READING PASSAGE:
◇ ◇ ◇ ◇

# Nissan Newbie need help daughters stereo stopped working help Please



## Barry Jr (Jun 27, 2012)

Hello All, I have searched for an answer before posting without much help, the speakers in my daughters Maxima have stopped working, we just purchased this car for college and when her speakers went out after one day she is very unhappy, the former owner had little children and as we found out they had filled the cassette deck with COINS??? We pulled as many out as possible there are a few coins left in there. But, the stereo worked fine until she hit a bump and it went out? the speakers, the display is still there? Thinking maybe the coins shorted something out??? But the radio was full of them for years I would assume?? Any help would be greatly appreciated. Thanks, Barry


----------



## Barry Jr (Jun 27, 2012)

*51 Views no replies?*

Ok I dont know what I did but I asked for help from Nissan Maxima fluent people and got zero feed back? I would have expected something, either some direction or a remark to look around some more???? As I stated I did try this BEFORE posting. I have to assume that no one really cares to help and I should find another site. I always help out anyone who asks politely and treats me as they would want to be treated. KARMA.
:lame::wtf:


----------



## jdg (Aug 27, 2009)

You're right nobody cares about a cassette deck full of coins.
Nobody around here has a job or a life, so everybody spends their time waiting, just waiting for a fresh post to answer...because 1 out of 2 people have your exact vehicle with a cassette deck with exactly as many coins in it and exactly as many coins pulled out of it, driven in exactly the same conditions, and so on.

Even then, your post didn't register with anybody.

Go figure...

So I'll dissect it because that just the kind of guy I am...



> Hello All, I have searched for an answer before posting without much help,


It's obvious you didn't have much help posting.



> the speakers in my daughters Maxima have stopped working, we just purchased this car for college


What does a college need with a car?



> and when her speakers went out after one day she is very unhappy,


This college you speak of...it has gender?



> the former owner had little children and as we found out they had filled the cassette deck with COINS???


There are many, many types of coins out there.
Could you be more specific as to what type, nationality, year range, value of coins were placed in this cassette desk?



> We pulled as many out as possible there are a few coins left in there.


Then you didn't finish the job and want somebody else to tell you how to do it?



> But, the stereo worked fine until she hit a bump and it went out?


The stereo went out? Out where? The windows? The trunk?



> the speakers, the display is still there?


Must not have been that big of a bump if the speakers are still there.



> Thinking maybe the coins shorted something out???


Well, if those coins were wooden coins, I'd highly doubt they would've shorted anything out, but since you didn't specify exactly what kinds of coins were placed in said cassette deck, we'll never know.



> But the radio was full of them for years I would assume??


I suppose that depends on how old the children are now, wouldn't it?



> Any help would be greatly appreciated. Thanks, Barry


Here's some help for ya Barry...

Get a screwdriver, a couple of types of screwdrivers.
Screwdriver - Wikipedia, the free encyclopedia

Take the cassette deck out of the vehicle.

◇ ◇ ◇ ◇

SET EXERCISE: Please reproduce the stretch of the Maxima stereo thread from "Here's some help" through "of the vehicle.", word for word. The records below are taken from a different source than the thread.

LISTING:
◇ ◇ ◇ ◇

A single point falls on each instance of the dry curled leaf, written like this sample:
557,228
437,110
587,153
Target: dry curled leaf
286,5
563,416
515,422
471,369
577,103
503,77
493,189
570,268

◇ ◇ ◇ ◇

SOLUTION:
Here's some help for ya Barry...

Get a screwdriver, a couple of types of screwdrivers.
Screwdriver - Wikipedia, the free encyclopedia

Take the cassette deck out of the vehicle.